**INFORMATION SUPPLIED:**
=====

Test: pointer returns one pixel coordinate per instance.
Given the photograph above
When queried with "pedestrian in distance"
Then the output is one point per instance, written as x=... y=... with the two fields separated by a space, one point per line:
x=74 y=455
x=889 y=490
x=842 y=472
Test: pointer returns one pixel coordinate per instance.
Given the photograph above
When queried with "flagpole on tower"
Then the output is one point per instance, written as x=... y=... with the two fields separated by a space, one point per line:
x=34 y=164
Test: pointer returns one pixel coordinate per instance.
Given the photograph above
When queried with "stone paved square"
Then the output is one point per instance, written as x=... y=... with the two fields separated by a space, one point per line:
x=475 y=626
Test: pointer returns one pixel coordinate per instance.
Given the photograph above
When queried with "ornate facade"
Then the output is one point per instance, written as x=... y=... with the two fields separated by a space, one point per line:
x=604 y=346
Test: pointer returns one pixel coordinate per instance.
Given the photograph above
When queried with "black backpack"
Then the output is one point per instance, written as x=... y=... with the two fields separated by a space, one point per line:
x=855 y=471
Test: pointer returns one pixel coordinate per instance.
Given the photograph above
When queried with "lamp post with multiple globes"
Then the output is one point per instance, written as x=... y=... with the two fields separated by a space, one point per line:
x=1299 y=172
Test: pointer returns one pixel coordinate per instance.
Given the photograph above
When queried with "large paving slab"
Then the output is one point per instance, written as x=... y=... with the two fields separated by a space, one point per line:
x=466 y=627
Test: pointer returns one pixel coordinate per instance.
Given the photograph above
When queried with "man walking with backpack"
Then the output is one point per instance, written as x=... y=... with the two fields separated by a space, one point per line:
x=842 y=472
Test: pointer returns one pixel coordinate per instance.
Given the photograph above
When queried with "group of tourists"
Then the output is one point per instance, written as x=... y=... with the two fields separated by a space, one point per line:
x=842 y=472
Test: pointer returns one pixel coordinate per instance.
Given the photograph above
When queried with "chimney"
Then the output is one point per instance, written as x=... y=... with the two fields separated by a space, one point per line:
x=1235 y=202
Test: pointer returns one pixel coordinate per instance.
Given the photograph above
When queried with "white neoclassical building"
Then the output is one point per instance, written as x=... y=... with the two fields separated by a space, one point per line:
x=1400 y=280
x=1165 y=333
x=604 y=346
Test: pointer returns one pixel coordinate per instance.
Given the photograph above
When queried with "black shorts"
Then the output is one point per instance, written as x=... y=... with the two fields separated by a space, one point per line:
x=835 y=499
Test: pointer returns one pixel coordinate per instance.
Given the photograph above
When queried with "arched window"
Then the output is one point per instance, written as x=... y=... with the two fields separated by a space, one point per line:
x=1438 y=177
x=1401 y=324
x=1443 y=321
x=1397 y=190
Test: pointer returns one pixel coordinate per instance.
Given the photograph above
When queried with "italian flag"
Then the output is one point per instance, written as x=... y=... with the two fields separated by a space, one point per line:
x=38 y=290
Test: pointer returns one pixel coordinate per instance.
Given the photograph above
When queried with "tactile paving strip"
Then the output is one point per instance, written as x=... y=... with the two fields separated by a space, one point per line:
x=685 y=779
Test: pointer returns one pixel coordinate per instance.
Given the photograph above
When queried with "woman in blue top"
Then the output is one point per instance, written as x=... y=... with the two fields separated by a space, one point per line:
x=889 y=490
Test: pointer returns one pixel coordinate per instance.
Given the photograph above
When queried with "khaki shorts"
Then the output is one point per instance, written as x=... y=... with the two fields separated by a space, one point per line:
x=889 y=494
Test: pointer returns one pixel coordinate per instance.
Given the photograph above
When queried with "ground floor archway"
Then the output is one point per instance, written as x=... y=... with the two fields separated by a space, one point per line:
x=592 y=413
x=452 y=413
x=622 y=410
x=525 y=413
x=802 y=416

=====

**EXERCISE INSTRUCTIONS:**
Can you repeat the entries word for word, beginning at their first line and stopping after the line that contains "x=466 y=627"?

**CORRECT RESPONSE:**
Test: pointer returns one pixel coordinate per instance.
Given the photograph above
When queried with "pedestrian in distance"
Then the output is one point per instance, written as x=... y=... with the two fields separated by a space, one point per line:
x=74 y=455
x=889 y=490
x=842 y=472
Test: pointer returns one pixel coordinate per instance.
Given the photograph above
When queried with "flagpole on tower"
Then the output is one point per instance, written as x=... y=... with the two fields separated by a space, one point per line:
x=34 y=164
Test: pointer returns one pixel coordinate per instance.
Given the photograph above
When queried with "stone paved square"
Then the output is one point per instance, written as x=... y=... with the two fields separated by a space, one point per line:
x=475 y=626
Test: pointer returns one pixel coordinate per instance.
Given the photograph above
When queried with "ornate facade"
Then the output is one point per instance, written as x=... y=... with the two fields separated by a space, one point per line:
x=604 y=346
Test: pointer returns one pixel coordinate per instance.
Given the photograph above
When queried with "black backpack"
Then the output is one point per instance, written as x=... y=... with the two fields separated by a space, one point per line:
x=855 y=471
Test: pointer returns one pixel coordinate per instance.
Given the photograph above
When queried with "lamp post with multiple globes"
Then the output is one point per instance, written as x=... y=... with the two fields separated by a space, one point per line:
x=1299 y=172
Test: pointer returns one pixel coordinate per instance.
Given the photograph above
When queried with "large paving slab"
Then the output is one point per instance, written as x=... y=... with the two fields separated by a space, one point per line:
x=466 y=627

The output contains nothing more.